Task instructions »
- a) Repeat the passage of the TEI excerpt from "This week I" to "subset of TEI.".
- b) In the TEI excerpt, which validator did the author consult while marking up the Persuasion citation?

Excerpt provided »
· · · · ·

XML should be both wellformed and valid. Last week we used our XML editors to write wellformed XML. We encoded words like:

<word type="funny">fickleness</word>

This week I will use the Jane Austen’s Persuasion quote from last week produced to show how to encode the text so that it also validates against a schema, in this case a TEI schema. I will show them how to use the TEI Guidelines and explain how, with such a vast standard, we can still end up with different XML for the same text. Then I will introduce them to EpiDoc to show how, for ancient documents, we can use the same subset of TEI. 

First I marked up the persuasion citation using the TEI guidelines. I went back and forth between the guideline elements, the text and the TEI by Example validator.

I then talked about how vast guidelines such as TEI are and why (just like with the previous form of brackets and symbols) projects can end up using different mark-up for the same meaning. Here I use the <supplied> tag (see VTO2 291 –salutem). In some editions this could be marked with round brackets (abc) while in others square brackets [abc] might indicate the same thing. Here I used the examples below:

Vindolanda Tablet 291

Vindolanda Tablet 291

 BL2 on

British Library Fragment 2 on

The TEI guidelines for the tag <supplied> suggest that the attribute @reason is used with “any phrase describing the difficulty”. One scholar may use the tag:

<supplied reason="faded-ink">abc</supplied>

and the next may use:

<supplied reason="ink-lost">abc</supplied>

Both scholars are using the supplied tags and both are valid TEI. However, it is difficult to compare these two, because even though they essentially mean the same thing they don’t use the exact same tag.

· · · · ·

Raw data »
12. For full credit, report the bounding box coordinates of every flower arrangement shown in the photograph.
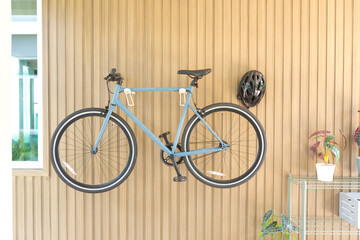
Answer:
[259,210,299,240]
[309,129,347,165]
[354,110,360,153]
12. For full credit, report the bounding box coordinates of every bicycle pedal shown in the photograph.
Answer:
[174,176,187,182]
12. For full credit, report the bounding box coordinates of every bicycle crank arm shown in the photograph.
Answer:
[170,154,187,182]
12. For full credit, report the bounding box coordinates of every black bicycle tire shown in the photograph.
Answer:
[181,103,267,188]
[50,108,137,193]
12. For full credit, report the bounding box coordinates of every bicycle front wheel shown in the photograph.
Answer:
[50,108,137,193]
[182,103,266,188]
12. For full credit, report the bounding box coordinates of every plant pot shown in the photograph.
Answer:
[356,157,360,174]
[316,163,335,182]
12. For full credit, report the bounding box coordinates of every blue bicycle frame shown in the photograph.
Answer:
[92,84,230,157]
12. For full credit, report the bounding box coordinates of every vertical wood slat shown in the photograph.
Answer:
[13,0,360,239]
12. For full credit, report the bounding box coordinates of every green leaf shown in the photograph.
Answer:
[281,214,290,232]
[339,128,347,150]
[326,144,340,161]
[264,221,277,230]
[324,135,335,146]
[263,210,273,227]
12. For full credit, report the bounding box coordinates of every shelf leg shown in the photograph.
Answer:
[288,173,291,239]
[288,173,291,219]
[301,181,306,240]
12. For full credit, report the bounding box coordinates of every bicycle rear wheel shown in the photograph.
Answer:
[50,108,137,193]
[182,103,266,188]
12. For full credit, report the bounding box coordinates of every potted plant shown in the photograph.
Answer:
[259,210,299,240]
[354,110,360,174]
[309,129,347,181]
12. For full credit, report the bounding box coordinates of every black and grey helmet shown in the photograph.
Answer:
[237,70,266,108]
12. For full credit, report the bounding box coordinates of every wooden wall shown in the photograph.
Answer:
[13,0,360,240]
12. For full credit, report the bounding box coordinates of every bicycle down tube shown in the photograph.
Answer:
[92,85,229,157]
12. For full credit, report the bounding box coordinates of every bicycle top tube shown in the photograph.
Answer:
[119,87,193,92]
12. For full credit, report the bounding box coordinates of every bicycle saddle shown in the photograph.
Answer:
[178,68,211,78]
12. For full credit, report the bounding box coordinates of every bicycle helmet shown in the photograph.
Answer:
[237,70,266,108]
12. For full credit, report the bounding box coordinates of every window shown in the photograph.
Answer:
[11,0,43,169]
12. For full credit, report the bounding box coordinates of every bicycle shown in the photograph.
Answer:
[50,69,266,193]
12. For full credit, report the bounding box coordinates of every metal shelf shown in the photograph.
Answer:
[291,217,360,235]
[290,177,360,189]
[288,174,360,240]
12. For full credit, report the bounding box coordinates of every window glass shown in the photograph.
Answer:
[11,35,41,161]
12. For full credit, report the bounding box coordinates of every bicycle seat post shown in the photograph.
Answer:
[170,154,187,182]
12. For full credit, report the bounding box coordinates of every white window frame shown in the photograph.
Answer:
[11,0,44,170]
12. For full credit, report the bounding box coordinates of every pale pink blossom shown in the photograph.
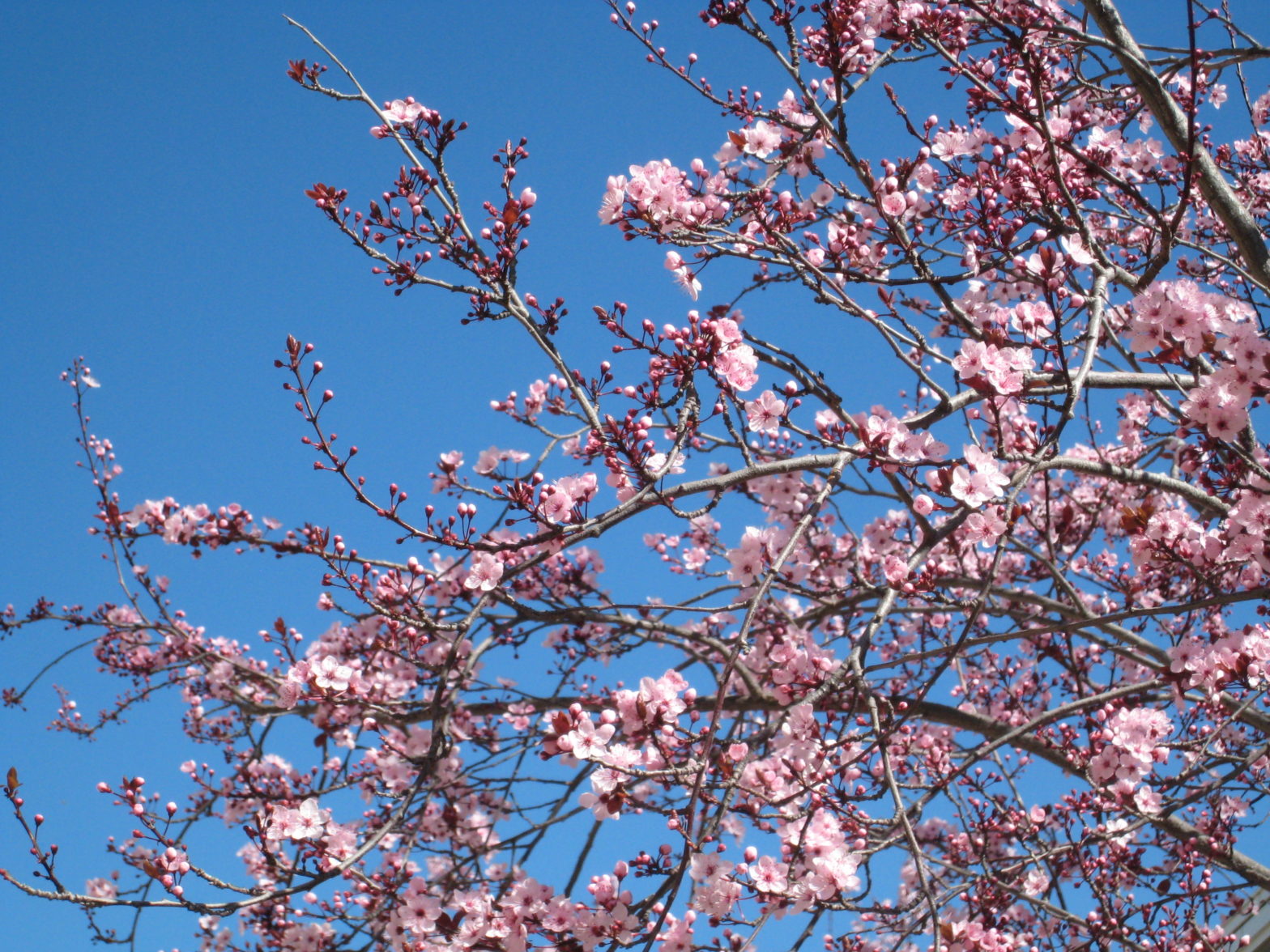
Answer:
[463,552,503,592]
[745,389,785,434]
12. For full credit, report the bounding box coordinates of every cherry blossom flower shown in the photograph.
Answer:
[463,552,503,592]
[745,389,785,434]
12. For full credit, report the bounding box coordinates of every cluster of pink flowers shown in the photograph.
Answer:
[599,159,731,232]
[1169,624,1270,695]
[952,339,1033,396]
[539,472,599,523]
[264,797,330,843]
[1089,707,1174,793]
[711,317,758,393]
[944,445,1010,509]
[1127,281,1270,440]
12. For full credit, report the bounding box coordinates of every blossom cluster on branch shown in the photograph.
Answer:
[7,0,1270,952]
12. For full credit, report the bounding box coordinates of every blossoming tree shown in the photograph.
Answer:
[7,0,1270,952]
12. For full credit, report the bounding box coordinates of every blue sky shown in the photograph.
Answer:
[0,0,1259,950]
[0,2,783,950]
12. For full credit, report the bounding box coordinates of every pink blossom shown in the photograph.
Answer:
[463,552,503,592]
[948,445,1010,509]
[745,389,785,433]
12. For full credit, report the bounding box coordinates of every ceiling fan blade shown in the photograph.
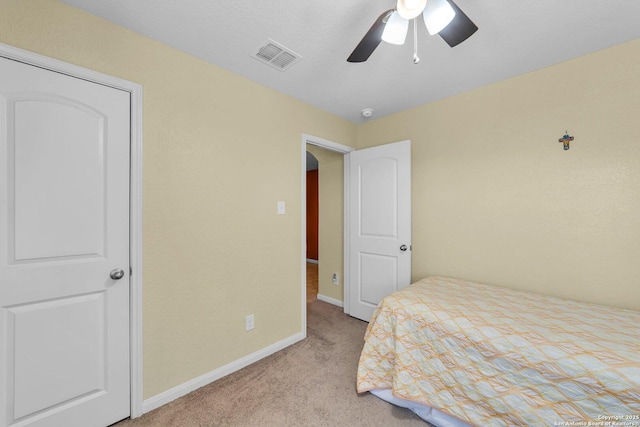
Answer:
[347,9,393,62]
[438,0,478,47]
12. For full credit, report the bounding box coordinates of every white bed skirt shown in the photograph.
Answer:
[370,389,473,427]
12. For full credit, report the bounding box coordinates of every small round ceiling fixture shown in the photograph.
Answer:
[361,108,373,119]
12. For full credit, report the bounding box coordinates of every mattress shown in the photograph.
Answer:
[357,277,640,426]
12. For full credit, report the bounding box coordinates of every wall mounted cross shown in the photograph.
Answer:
[558,130,573,150]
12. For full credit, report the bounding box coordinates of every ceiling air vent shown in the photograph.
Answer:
[252,40,302,71]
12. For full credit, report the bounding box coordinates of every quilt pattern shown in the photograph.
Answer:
[357,277,640,427]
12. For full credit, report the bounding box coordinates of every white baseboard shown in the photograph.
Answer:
[142,332,305,414]
[318,294,344,307]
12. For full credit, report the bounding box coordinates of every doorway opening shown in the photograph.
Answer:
[301,135,354,330]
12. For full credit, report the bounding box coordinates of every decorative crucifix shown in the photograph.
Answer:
[558,130,573,150]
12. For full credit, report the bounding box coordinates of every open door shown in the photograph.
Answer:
[345,141,411,321]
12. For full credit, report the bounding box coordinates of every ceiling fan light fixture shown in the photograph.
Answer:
[382,12,409,44]
[396,0,427,19]
[422,0,456,35]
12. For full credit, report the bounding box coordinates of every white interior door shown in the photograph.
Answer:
[0,58,130,427]
[348,141,411,321]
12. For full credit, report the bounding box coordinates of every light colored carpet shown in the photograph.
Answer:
[114,301,429,427]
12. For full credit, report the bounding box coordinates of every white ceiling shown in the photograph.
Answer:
[63,0,640,123]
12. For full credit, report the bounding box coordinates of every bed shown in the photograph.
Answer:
[357,277,640,427]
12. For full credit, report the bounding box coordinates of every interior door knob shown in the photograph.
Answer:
[109,268,124,280]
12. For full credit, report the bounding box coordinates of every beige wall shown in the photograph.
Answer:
[0,0,357,398]
[0,0,640,408]
[307,149,344,301]
[358,40,640,310]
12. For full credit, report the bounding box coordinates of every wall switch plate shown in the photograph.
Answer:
[244,314,255,331]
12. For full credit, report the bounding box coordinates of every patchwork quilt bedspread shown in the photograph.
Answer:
[357,277,640,427]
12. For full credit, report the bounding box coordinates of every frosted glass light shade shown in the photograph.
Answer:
[396,0,427,19]
[422,0,456,35]
[382,12,409,44]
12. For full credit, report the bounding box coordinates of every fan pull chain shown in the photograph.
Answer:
[413,19,420,64]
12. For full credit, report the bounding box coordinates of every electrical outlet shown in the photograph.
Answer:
[244,314,255,331]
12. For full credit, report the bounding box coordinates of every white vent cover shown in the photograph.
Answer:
[252,39,302,71]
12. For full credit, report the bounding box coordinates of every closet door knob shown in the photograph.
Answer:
[109,268,124,280]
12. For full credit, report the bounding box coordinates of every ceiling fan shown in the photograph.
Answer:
[347,0,478,64]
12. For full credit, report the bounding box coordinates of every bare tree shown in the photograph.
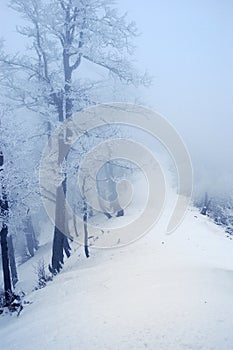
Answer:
[0,0,149,273]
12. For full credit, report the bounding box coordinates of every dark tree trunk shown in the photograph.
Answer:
[7,236,18,288]
[201,192,211,215]
[50,13,73,274]
[83,203,90,258]
[0,151,12,306]
[50,178,71,275]
[26,233,34,256]
[1,224,12,306]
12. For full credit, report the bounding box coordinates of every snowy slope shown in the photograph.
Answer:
[0,191,233,350]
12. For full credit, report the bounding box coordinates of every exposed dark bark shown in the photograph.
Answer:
[201,192,211,215]
[7,236,18,288]
[1,224,12,306]
[0,151,12,306]
[83,202,90,258]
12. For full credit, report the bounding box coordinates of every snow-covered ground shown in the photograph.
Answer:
[0,189,233,350]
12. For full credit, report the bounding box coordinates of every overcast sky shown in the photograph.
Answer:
[0,0,233,197]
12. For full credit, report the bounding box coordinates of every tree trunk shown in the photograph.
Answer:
[1,224,12,306]
[7,236,18,288]
[83,202,90,258]
[0,151,12,306]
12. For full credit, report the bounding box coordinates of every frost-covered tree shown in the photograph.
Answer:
[0,0,148,273]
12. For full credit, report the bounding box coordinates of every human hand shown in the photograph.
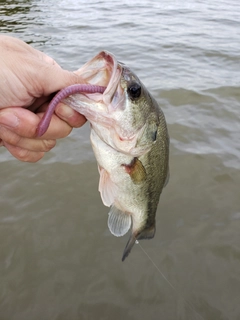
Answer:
[0,35,86,162]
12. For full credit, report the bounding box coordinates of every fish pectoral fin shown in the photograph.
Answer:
[163,166,170,188]
[108,206,132,237]
[98,166,117,207]
[123,157,147,184]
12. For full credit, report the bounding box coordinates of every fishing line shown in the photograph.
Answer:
[136,241,205,320]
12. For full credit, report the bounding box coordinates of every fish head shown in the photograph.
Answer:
[70,51,159,157]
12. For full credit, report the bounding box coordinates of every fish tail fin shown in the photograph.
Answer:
[122,233,137,261]
[122,223,156,261]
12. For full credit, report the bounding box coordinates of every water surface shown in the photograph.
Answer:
[0,0,240,320]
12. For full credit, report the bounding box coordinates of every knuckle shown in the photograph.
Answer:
[14,148,44,162]
[0,127,21,146]
[42,140,56,152]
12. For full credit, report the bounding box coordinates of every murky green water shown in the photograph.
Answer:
[0,0,240,320]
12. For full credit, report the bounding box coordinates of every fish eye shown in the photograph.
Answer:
[127,82,141,99]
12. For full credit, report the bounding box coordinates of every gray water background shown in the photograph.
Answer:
[0,0,240,320]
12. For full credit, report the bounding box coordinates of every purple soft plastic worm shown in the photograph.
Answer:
[37,84,106,137]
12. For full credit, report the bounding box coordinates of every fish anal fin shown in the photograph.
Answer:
[108,205,132,237]
[163,167,170,188]
[98,166,117,207]
[122,157,147,184]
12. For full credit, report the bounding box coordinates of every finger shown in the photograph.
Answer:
[55,103,87,128]
[4,143,44,162]
[0,126,56,152]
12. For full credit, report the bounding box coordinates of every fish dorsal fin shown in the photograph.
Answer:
[108,206,132,237]
[98,167,117,207]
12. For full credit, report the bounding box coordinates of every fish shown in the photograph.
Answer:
[37,51,169,261]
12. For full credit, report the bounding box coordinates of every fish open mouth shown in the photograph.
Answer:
[76,51,122,105]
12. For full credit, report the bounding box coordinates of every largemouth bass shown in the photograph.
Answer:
[37,51,169,261]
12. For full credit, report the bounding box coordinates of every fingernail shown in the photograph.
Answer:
[0,111,19,128]
[57,104,74,119]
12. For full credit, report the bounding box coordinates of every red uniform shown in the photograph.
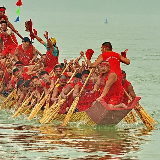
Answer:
[0,30,18,56]
[77,80,96,112]
[123,79,131,105]
[100,71,124,105]
[59,83,74,114]
[45,47,59,70]
[102,51,122,80]
[17,44,33,66]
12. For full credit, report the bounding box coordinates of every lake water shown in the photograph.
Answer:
[0,0,160,160]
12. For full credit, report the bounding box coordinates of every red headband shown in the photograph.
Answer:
[19,82,25,88]
[16,63,22,66]
[82,74,88,76]
[14,70,20,74]
[102,45,112,50]
[59,79,67,82]
[0,8,5,12]
[100,62,109,66]
[55,68,62,71]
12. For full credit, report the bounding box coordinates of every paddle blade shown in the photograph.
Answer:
[62,97,79,126]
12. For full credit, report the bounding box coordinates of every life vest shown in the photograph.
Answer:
[17,44,33,66]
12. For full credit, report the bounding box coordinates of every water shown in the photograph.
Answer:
[0,0,160,160]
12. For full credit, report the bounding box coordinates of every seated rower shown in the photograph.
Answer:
[31,31,59,73]
[73,70,96,112]
[0,21,18,57]
[14,37,37,66]
[51,75,68,102]
[122,70,136,105]
[59,73,82,114]
[94,61,127,108]
[39,71,55,95]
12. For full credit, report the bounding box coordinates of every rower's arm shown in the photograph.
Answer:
[14,47,19,62]
[51,87,59,102]
[87,54,103,68]
[73,85,80,98]
[5,17,18,33]
[93,77,101,91]
[31,32,45,45]
[119,55,130,65]
[99,73,117,98]
[128,84,136,99]
[30,46,37,63]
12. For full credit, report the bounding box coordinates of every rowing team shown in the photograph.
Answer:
[0,46,136,114]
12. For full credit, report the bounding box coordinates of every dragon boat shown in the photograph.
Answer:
[0,92,141,126]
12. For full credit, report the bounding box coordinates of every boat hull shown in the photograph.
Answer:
[85,97,140,125]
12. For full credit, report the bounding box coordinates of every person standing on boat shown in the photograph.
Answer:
[122,70,136,105]
[0,21,18,56]
[14,37,37,66]
[0,7,18,34]
[73,70,96,112]
[31,31,59,73]
[94,61,127,108]
[81,42,130,80]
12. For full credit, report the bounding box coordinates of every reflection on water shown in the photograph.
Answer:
[0,120,152,160]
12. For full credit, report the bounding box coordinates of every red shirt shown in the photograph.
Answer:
[45,47,59,69]
[123,79,131,105]
[102,51,122,80]
[17,44,33,66]
[77,80,96,112]
[100,71,124,105]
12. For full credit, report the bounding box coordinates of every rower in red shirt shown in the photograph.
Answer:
[59,73,82,114]
[0,7,19,34]
[84,42,130,80]
[0,21,18,56]
[94,61,127,108]
[73,70,96,112]
[14,37,37,66]
[122,70,136,105]
[31,31,59,73]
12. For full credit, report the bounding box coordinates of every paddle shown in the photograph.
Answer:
[124,89,156,130]
[62,68,93,126]
[40,88,74,124]
[28,60,70,120]
[12,94,33,118]
[0,88,17,109]
[40,69,77,124]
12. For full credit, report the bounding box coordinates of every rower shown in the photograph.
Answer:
[31,31,59,73]
[0,7,18,34]
[94,61,127,108]
[0,21,18,56]
[14,37,37,66]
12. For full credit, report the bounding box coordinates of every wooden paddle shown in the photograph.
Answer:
[40,70,77,124]
[124,89,156,130]
[41,88,74,124]
[0,88,17,109]
[12,94,33,118]
[62,68,93,126]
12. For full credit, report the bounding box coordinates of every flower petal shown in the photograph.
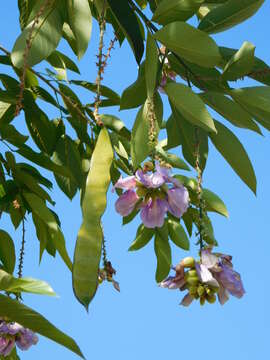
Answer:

· · · · ·

Expected outputs »
- a)
This week I will use the Jane Austen’s Persuasion quote from last week produced to show how to encode the text so that it also validates against a schema, in this case a TEI schema. I will show them how to use the TEI Guidelines and explain how, with such a vast standard, we can still end up with different XML for the same text. Then I will introduce them to EpiDoc to show how, for ancient documents, we can use the same subset of TEI.

- b) The TEI by Example validator.